WHAT TO PRODUCE -> Substitute "places a marker" for "drops a pin" throughout all of the records below. Write the lines out again with nothing else changed.

--- BEGIN ---

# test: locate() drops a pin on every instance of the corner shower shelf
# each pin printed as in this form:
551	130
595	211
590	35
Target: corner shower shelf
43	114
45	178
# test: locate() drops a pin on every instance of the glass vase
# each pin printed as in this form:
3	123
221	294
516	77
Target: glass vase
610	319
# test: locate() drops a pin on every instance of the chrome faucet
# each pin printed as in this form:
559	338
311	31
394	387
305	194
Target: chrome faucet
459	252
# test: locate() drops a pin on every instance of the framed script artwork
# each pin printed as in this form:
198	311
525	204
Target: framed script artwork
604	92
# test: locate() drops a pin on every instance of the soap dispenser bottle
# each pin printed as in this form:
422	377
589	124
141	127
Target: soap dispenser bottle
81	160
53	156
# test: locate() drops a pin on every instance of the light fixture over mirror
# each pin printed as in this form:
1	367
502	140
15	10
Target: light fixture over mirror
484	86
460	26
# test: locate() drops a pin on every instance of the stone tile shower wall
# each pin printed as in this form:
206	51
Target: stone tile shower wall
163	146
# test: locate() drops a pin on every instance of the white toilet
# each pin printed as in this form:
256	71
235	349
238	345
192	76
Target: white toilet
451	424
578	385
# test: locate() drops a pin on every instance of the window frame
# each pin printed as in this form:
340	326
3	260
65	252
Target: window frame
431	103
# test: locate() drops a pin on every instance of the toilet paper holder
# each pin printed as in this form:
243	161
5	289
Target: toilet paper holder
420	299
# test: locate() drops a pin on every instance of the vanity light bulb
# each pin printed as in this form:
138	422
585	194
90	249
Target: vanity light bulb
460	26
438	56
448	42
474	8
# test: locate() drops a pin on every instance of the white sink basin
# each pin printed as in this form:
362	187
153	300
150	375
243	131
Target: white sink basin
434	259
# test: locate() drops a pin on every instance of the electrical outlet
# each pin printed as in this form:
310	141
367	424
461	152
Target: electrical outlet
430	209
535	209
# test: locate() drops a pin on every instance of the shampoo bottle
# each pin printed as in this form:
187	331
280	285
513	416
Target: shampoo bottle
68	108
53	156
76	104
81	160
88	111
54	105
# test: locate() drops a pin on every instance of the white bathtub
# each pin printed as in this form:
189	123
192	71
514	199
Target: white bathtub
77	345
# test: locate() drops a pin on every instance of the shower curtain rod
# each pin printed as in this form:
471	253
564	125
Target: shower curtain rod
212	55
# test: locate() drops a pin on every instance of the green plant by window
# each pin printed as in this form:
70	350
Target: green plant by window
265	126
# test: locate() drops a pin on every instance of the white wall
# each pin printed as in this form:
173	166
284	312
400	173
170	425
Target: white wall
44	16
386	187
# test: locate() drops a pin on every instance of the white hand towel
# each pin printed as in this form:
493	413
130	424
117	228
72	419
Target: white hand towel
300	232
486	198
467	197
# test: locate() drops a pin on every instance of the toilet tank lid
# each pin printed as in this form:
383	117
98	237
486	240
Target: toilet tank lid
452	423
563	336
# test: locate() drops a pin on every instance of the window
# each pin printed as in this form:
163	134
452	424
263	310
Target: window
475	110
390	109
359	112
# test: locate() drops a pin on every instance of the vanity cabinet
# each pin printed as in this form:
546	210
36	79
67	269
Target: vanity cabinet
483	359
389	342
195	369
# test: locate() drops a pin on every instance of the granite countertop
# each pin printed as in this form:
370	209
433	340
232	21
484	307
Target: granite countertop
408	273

--- END ---

SOLUTION FOR THIS TASK ->
# test: locate() places a marker on every instance of the corner shower shelf
# each pin printed as in this form:
551	130
595	211
590	35
Target: corner shower shelf
43	114
45	178
# test: locate() places a marker on every instance of the glass vase
# each pin printed as in this form:
3	123
221	294
516	77
Target: glass vase
610	319
# test: locate() places a marker on every instance of the chrome faucet
# each pin printed as in this form:
559	338
311	31
394	387
305	194
Target: chrome faucet
459	252
# test: locate() places a marker on every instance of the framed script artwork
# each pin printed as in this form:
198	311
525	204
Target: framed script artwork
604	92
# test: locate() places a marker on every instance of the soap dispenser bottle
# each pin printed as in this form:
422	377
589	124
141	127
Target: soap dispenser bottle
81	160
53	156
# test: locate() places a marker on every instance of the light fixture over mirror
# each pin printed as in this form:
1	367
502	140
15	10
Target: light fixture over mirror
484	86
460	26
# test: locate() places a marker on every instance of the stone tile shower wall
# each pin printed as in this form:
206	51
Target: stone tile shower wall
163	146
# test: locate() places a marker on every instance of the white toilet
# each pin printed as in this form:
256	71
235	349
238	345
192	76
Target: white toilet
451	424
578	385
# test: locate() places a marker on every instance of the window frame
# each pin printed as in this form:
340	326
3	260
65	252
Target: window frame
431	103
# test: locate() places a marker on every instance of the toilet paper holder
# each pin printed as in this form:
243	161
5	289
Target: toilet paper holder
420	299
# test: locate() places a marker on every instance of the vanity light bulb
# each pin printed as in this form:
138	422
585	194
90	249
Target: vanity light bulb
460	26
438	56
448	42
474	8
# test: locate() places a marker on every instance of the white sink basin
# each pin printed as in this form:
362	187
153	300
150	375
243	131
Target: white sink basin
434	259
# test: locate() places a marker on every instance of the electrical outlet
# each pin printed as in this form:
310	141
367	424
461	152
Target: electrical outlet
430	209
535	209
# test: locate() places a marker on every instance of the shampoo bottle
# each pin printed as in this form:
187	331
280	285
513	416
Target: shampoo bottle
68	108
53	156
76	104
81	160
88	111
54	105
# test: locate() places a marker on every instance of the white bathtub
# each pin printed as in this form:
189	123
192	71
514	199
Target: white bathtub
77	345
# test: locate() places a marker on every instance of the shower curtain rod
# each pin printed as in this form:
471	253
564	125
Target: shower curtain rod
212	55
# test: locate() places a marker on every instance of the green plant by window
# each pin printed as in this form:
70	350
Target: green plant by window
265	126
# test: locate() places a marker on every instance of the white wall
# each pin printed as in this form:
173	166
284	312
400	173
170	425
Target: white wall
44	16
386	187
# test: locate() places a marker on every instance of the white hand towel
# each pin printed as in this form:
493	413
130	424
117	228
72	419
Target: white hand towel
300	232
486	198
467	197
# test: locate() places a marker on every instance of the toilet tank lid
# each pin printed as in this form:
383	117
98	237
486	240
Target: toilet tank lid
452	423
563	336
# test: locate() places a marker on every instance of the window
# each pin printed as in this form:
163	134
452	424
263	310
Target: window
475	110
390	109
359	112
# test: locate() places a marker on every instance of the vanity cabinet
# each pin printed as in this form:
546	210
36	79
67	269
Target: vanity cabinet
483	359
389	342
195	369
# test: locate() places a marker on every instance of the granite countertop
# each pin printed as in this form:
370	209
433	340
232	21
484	307
Target: granite countertop
408	273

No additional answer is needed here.